The task.
Identify every line in the material below that contains the string "dropping", and copy each of those lines in full.

Data entries.

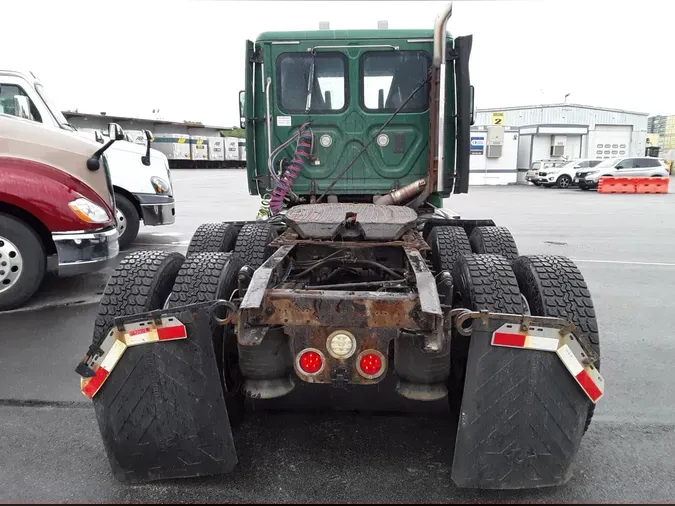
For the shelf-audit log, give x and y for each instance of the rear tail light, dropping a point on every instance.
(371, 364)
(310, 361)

--

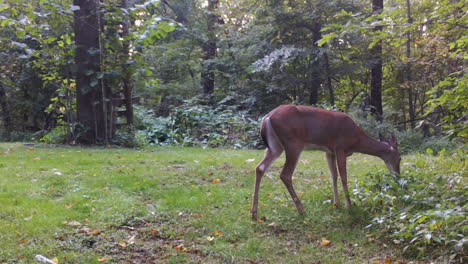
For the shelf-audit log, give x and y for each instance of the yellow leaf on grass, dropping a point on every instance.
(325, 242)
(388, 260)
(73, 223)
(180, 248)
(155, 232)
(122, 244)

--

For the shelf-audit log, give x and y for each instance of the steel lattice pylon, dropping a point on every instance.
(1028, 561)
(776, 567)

Output of the task.
For the shelf-audit log, give x and y for each instance of the rear tail light, dropping a point on every instance.
For the shelf-audit log, give x and y for each instance of the yellow leaf on grass, dropping a point on every instance.
For the shelf-audit log, give x and y for each instance of the steel lattice pylon, dropping a point on every instance.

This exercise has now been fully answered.